■ Objetivo ■
Por favor, transcreva do texto sobre a OTAN na Líbia tudo desde "Os BRIC, cada" até "intempestivo e agressivo.".

■ Texto apresentado ■
'''
… DA OTAN NA LÍBIA E EM ÁFRICA
MARTINHO JÚNIOR
Em Outubro de 2010, antes das eleições no Brasil, escrevi vários artigos com referência a esse acontecimento e, entre eles, aquele que advoguei a defesa dos interesses brasileiros sobre o pré-sal, interligando essa acção com os interesses na defesa do Sul em relação à Amazónia “verde” e à bacia do Grande Congo, em África.
De facto em época eleitoral no Brasil, a defesa em benefício dos interesses do Brasil em relação ao pré-sal foi um assunto bastante debatido, pois o candidato José Serra advogava uma política neo liberal que permitia o enfraquecimento da PETROBRAS e, com isso, a abertura do pré-sal às multinacionais do petróleo, sobretudo as anglo-saxónicas.
Assumir o pré-sal no quadro dos interesses nacionais brasileiros, vocaciona-se no reforço da emergência do Brasil: para além do facto dessa defesa ser extremamente sensível à defesa dos interesses do Sul, é importante também num quadro de associação de componentes emergentes em situação similar em diversas partes do globo, associação com a Rússia, a Índia e a China, mas também com muitos produtores de petróleo e gás dentro ou fora da OPEP (Líbia incluída).
Os BRIC, cada um dos componentes para além de suas fronteiras nacionais, são fulcros e nexos multi-regionais importantes para as possibilidades de multilateralismo e susceptíveis com isso de melhor se encontrarem alternativas à impulsão relativa das políticas hegemónicas eminentemente anglo-saxónicas.
Acompanhar o posicionamento dos BRIC nos relacionamentos internacionais tornou-se assim numa obrigação para os observadores mais atentos, para os estrategas e para todos aqueles que estão implicados na incessante busca de alternativas que fujam à pressão da globalização neo liberal que constrói os termos ambíguos desta hegemonia cujo braço militar é avassaladoramente intempestivo e agressivo.
Por isso, a leitura do posicionamento dos BRIC esbatida no Conselho de Segurança da ONU no quadro dos termos concretos da Resolução 1973 em relação à Líbia, é deveras importante, pois ela fornece elementos indicadores sobre até que ponto os BRIC estão capacitados de partir para um efectivo multilateralismo, capaz de estabelecer nexos de relacionamento com outras nações, povos e estados, entre eles os produtores de petróleo e gás, na América Latina, na África e na Ásia (Médio Oriente incluído).
'''
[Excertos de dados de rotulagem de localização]
'''
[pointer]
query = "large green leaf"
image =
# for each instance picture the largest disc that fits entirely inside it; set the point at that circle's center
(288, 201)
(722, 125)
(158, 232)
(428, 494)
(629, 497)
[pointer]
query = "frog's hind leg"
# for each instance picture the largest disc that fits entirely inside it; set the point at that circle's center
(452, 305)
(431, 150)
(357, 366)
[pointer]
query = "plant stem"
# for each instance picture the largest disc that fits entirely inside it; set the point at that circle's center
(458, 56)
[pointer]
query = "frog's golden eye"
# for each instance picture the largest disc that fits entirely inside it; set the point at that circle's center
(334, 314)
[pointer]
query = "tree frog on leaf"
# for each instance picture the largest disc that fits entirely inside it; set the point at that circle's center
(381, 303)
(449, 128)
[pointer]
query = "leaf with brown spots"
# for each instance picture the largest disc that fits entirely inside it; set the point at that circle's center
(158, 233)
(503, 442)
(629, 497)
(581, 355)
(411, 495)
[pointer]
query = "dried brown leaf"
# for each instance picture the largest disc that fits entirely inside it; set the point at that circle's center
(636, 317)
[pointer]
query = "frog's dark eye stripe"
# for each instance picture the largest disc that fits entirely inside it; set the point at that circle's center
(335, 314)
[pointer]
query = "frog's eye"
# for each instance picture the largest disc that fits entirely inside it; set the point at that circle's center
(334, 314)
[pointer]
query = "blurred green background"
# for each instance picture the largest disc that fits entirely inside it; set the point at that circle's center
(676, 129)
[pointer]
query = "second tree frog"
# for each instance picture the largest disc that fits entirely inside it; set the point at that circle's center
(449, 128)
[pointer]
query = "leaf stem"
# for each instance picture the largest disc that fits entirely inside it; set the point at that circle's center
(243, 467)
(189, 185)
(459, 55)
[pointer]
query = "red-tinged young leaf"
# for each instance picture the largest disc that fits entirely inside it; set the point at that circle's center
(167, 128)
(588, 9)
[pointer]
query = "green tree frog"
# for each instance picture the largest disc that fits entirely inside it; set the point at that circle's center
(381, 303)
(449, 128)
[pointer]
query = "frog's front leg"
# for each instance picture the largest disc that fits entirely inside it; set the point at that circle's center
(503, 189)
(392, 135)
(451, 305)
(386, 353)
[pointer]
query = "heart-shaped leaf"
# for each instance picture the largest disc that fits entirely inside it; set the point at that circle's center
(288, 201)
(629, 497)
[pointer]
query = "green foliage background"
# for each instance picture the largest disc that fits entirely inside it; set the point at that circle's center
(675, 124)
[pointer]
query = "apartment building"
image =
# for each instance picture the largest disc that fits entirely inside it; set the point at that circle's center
'''
■ Resposta à tarefa ■
Os BRIC, cada um dos componentes para além de suas fronteiras nacionais, são fulcros e nexos multi-regionais importantes para as possibilidades de multilateralismo e susceptíveis com isso de melhor se encontrarem alternativas à impulsão relativa das políticas hegemónicas eminentemente anglo-saxónicas.
Acompanhar o posicionamento dos BRIC nos relacionamentos internacionais tornou-se assim numa obrigação para os observadores mais atentos, para os estrategas e para todos aqueles que estão implicados na incessante busca de alternativas que fujam à pressão da globalização neo liberal que constrói os termos ambíguos desta hegemonia cujo braço militar é avassaladoramente intempestivo e agressivo.